───── Extracted entries

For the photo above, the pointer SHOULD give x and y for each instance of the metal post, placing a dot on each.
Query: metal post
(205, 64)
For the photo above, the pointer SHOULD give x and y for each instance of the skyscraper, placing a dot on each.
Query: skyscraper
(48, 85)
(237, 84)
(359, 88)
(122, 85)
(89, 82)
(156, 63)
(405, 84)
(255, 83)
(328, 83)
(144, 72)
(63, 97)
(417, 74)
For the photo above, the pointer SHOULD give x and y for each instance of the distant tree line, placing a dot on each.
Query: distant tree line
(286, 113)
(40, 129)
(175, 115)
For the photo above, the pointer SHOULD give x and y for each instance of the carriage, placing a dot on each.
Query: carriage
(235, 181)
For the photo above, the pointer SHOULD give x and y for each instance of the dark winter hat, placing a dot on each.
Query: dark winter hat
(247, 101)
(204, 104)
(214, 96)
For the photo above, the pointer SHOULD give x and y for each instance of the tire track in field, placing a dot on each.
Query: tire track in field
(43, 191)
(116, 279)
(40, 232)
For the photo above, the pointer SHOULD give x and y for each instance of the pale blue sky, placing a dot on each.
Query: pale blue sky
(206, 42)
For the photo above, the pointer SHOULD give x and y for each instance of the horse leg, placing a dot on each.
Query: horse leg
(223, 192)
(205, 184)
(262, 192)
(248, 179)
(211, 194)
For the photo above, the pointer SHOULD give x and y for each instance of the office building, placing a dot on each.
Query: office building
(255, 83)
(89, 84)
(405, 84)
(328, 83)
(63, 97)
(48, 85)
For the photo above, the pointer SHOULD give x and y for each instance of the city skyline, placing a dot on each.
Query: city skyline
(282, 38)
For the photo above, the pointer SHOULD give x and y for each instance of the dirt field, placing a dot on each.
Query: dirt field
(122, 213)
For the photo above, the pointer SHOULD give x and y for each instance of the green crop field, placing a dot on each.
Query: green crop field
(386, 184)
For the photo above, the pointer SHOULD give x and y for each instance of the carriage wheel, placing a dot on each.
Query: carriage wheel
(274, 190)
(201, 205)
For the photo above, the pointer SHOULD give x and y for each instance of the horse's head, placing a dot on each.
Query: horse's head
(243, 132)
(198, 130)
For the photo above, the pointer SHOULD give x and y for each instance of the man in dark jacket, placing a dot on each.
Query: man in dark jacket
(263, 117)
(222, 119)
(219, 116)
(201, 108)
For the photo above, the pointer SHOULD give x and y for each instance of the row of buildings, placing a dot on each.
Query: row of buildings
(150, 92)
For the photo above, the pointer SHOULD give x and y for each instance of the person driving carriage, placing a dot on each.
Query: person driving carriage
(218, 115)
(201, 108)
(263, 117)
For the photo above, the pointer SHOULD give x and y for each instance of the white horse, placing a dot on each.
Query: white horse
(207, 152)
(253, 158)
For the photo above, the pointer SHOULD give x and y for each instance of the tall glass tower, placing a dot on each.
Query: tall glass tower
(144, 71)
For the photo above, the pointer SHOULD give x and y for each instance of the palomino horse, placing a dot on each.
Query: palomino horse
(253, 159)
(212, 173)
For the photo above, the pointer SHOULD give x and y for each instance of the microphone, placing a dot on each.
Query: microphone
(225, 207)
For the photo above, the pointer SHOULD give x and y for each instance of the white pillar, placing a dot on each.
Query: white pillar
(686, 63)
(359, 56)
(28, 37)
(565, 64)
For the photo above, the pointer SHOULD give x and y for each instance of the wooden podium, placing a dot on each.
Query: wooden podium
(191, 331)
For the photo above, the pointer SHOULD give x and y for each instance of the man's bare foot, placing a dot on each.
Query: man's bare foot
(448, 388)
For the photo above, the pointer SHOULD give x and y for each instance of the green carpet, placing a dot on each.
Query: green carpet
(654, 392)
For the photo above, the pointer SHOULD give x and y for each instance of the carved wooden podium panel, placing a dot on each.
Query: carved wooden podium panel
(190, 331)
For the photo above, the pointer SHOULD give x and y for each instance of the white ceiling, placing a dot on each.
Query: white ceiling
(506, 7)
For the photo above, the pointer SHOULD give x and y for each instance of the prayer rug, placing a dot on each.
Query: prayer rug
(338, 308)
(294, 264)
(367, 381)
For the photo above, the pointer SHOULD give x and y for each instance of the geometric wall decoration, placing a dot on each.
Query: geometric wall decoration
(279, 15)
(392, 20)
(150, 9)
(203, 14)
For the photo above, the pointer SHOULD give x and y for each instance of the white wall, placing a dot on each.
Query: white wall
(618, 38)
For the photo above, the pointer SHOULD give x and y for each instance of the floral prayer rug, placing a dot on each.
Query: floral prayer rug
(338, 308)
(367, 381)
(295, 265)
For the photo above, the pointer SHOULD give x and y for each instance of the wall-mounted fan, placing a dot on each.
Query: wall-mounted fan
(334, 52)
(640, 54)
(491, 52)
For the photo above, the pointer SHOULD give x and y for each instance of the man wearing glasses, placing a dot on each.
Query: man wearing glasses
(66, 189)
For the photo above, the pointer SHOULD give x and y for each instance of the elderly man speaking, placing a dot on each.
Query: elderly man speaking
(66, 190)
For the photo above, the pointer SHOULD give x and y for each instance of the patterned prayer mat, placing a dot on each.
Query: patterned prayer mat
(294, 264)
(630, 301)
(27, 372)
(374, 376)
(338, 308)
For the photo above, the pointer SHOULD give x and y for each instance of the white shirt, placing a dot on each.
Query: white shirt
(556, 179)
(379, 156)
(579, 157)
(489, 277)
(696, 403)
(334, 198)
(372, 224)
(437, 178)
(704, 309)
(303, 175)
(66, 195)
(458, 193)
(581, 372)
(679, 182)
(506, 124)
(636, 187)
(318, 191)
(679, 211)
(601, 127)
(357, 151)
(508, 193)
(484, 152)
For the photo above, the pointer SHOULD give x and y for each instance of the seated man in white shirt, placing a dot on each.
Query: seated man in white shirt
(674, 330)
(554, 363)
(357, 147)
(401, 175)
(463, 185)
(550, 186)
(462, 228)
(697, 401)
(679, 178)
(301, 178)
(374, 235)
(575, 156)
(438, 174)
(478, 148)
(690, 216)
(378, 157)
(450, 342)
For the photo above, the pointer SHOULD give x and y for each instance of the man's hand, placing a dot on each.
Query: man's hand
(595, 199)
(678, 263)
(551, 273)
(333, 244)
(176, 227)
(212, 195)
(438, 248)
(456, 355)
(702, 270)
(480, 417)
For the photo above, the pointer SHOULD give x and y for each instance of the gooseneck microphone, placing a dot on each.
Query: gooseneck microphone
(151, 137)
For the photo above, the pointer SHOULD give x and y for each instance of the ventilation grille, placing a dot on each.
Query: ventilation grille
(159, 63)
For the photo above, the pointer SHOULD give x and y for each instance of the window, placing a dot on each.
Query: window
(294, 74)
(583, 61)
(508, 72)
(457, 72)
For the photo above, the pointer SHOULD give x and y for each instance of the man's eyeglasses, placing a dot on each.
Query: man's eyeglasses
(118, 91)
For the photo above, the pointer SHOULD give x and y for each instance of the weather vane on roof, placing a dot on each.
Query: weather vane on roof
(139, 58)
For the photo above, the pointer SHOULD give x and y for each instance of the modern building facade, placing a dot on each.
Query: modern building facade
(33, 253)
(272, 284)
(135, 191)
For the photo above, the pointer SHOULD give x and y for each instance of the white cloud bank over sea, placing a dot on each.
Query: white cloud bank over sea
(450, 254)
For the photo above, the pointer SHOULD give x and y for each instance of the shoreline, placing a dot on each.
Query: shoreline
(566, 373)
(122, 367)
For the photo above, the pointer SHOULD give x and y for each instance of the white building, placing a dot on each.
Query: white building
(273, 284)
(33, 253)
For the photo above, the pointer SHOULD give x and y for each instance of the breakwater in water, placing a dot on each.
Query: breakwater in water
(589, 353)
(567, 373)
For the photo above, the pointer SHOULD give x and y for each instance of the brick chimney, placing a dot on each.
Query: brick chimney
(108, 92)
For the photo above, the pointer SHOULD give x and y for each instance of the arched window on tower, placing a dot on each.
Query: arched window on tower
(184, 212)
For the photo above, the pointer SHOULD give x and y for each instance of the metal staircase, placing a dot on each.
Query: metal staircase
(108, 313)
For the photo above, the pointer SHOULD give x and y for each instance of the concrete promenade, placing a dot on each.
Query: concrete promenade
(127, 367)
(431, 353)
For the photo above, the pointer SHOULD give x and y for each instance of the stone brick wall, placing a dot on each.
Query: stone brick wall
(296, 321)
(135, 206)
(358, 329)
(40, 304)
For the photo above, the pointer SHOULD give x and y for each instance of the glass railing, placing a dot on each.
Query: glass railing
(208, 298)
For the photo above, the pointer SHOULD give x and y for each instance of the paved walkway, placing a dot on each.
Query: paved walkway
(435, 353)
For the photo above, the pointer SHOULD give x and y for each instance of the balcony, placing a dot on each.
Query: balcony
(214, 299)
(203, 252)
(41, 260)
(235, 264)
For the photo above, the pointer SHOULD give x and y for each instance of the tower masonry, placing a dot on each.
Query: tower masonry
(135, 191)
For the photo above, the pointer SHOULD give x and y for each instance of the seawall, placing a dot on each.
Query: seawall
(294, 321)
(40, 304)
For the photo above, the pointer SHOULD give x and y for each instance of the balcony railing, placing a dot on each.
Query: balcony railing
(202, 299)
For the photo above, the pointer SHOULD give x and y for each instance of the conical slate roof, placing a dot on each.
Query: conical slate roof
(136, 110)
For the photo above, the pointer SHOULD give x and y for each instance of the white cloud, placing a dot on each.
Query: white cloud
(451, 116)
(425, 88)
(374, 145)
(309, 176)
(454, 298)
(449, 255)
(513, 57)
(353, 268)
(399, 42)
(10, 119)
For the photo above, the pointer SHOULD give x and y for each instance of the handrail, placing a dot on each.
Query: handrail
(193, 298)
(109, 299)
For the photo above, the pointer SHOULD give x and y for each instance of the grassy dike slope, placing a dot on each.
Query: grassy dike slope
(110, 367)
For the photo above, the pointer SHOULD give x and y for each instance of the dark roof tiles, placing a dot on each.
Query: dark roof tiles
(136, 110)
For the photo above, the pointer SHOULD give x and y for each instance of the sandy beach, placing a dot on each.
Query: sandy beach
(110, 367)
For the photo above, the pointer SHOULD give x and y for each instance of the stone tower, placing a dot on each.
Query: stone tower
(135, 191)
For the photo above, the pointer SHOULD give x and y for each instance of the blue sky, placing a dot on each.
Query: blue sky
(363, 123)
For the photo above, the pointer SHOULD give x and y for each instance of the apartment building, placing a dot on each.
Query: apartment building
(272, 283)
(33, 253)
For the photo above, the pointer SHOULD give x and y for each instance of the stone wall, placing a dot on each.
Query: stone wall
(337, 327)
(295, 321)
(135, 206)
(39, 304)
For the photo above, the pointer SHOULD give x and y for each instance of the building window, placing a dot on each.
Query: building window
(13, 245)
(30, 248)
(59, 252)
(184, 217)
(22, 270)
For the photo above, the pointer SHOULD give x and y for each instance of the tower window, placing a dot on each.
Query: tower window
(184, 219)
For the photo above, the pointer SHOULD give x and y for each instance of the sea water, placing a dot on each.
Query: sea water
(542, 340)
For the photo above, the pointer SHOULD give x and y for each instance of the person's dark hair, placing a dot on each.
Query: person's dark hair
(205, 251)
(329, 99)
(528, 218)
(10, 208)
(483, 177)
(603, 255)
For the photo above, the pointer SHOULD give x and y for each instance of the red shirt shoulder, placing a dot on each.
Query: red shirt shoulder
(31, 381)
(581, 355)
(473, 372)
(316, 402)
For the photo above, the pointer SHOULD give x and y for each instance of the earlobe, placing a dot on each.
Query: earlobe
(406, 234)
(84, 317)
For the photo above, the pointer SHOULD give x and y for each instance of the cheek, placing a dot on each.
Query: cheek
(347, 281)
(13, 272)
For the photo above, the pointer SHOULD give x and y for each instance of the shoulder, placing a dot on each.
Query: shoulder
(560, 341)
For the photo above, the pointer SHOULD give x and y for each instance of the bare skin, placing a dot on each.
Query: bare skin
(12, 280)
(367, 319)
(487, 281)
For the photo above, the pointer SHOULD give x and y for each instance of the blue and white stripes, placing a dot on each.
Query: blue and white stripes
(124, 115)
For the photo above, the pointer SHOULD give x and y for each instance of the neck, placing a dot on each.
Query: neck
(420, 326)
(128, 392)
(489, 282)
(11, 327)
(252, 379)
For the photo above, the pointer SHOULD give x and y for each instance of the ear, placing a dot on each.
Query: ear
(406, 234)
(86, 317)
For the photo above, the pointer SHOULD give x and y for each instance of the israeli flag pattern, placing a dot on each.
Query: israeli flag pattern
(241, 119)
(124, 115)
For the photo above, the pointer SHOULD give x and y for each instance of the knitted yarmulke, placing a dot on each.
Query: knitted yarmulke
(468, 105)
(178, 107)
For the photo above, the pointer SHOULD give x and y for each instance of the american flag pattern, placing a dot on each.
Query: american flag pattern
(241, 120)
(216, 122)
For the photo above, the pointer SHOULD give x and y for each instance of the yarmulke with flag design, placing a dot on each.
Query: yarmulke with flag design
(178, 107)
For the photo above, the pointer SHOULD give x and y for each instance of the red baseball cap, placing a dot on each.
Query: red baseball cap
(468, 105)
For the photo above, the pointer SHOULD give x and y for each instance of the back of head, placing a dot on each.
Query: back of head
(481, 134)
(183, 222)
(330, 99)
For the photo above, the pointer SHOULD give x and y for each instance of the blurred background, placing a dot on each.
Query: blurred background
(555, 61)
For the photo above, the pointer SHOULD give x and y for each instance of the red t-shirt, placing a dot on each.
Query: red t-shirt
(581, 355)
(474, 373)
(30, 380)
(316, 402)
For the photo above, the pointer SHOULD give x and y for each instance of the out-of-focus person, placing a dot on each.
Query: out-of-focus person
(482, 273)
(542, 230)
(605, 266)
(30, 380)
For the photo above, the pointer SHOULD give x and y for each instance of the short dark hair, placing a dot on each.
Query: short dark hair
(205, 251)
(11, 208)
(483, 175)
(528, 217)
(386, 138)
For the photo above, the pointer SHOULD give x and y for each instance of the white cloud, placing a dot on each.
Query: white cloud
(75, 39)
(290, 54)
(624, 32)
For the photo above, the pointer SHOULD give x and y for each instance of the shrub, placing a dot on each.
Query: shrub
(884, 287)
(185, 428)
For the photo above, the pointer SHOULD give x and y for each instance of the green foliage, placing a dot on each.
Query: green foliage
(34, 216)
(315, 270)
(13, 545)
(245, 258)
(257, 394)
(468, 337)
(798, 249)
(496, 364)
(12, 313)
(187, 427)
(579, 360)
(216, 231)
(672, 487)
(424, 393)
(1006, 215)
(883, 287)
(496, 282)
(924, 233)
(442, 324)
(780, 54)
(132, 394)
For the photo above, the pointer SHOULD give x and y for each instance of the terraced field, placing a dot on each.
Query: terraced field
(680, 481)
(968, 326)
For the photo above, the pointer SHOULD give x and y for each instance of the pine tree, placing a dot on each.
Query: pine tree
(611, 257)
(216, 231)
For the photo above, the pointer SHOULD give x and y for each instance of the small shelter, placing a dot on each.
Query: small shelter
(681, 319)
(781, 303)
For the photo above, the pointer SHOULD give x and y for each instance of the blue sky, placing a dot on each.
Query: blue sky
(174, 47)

──────────

### Work required:
Copy, character for character, the lines from the line that holds "of head, placing a dot on each." through the final line of the records above.

### Task output:
For the photo above, the pointer SHOULD give x and y for each instance of the back of head, placing a dot on each.
Query: back of head
(481, 134)
(183, 222)
(330, 99)
For the photo above, the pointer SHOULD give x and y for each instance of the blurred background, placing a dot on each.
Query: blurred background
(555, 61)
For the photo above, the pointer SHOULD give x and y for each instance of the red t-shirt, placing a dot on each.
Query: red t-shirt
(581, 355)
(474, 373)
(30, 380)
(316, 402)
For the photo above, the pointer SHOULD give x and y for each instance of the out-of-focus person, placing a dot on each.
Query: out-of-focus person
(482, 273)
(542, 230)
(605, 266)
(30, 380)
For the photo above, the pointer SHOULD give x and y for each instance of the short dark hair, placing a dot on each.
Query: short dark hair
(205, 251)
(11, 208)
(483, 175)
(528, 217)
(386, 138)
For the photo above, the pointer SHOULD give x and y for each instance of the white cloud, placing a dot on each.
Query: white cloud
(75, 39)
(290, 54)
(624, 32)
For the photo above, the pointer SHOULD give x and y for each instance of the shrub, placing a dot on each.
Query: shrub
(884, 287)
(185, 428)
For the photo above, the pointer SHOULD give x and y for each instance of the green foliage, placing a dot on each.
Query: green foliage
(34, 216)
(315, 270)
(13, 545)
(245, 258)
(257, 394)
(468, 337)
(798, 249)
(496, 364)
(12, 313)
(187, 427)
(579, 360)
(216, 231)
(672, 487)
(424, 393)
(1006, 215)
(883, 287)
(496, 282)
(924, 233)
(442, 324)
(780, 54)
(132, 394)
For the photo above, the pointer SHOULD give x and y for each instance of the terraced field, placing a dot on each.
Query: terraced field
(680, 481)
(968, 326)
For the photo above, the pointer SHOULD give x and y for each instance of the pine tree, placing a dot on each.
Query: pine tree
(611, 257)
(216, 231)
For the photo above, the pointer SHOULD give x and y for each instance of the small shelter, placing a dot on each.
Query: small shelter
(681, 319)
(781, 303)
For the photo above, the pointer SHOULD give x and y for each instance of the blue sky, placing a dot on each.
Query: blue sky
(174, 47)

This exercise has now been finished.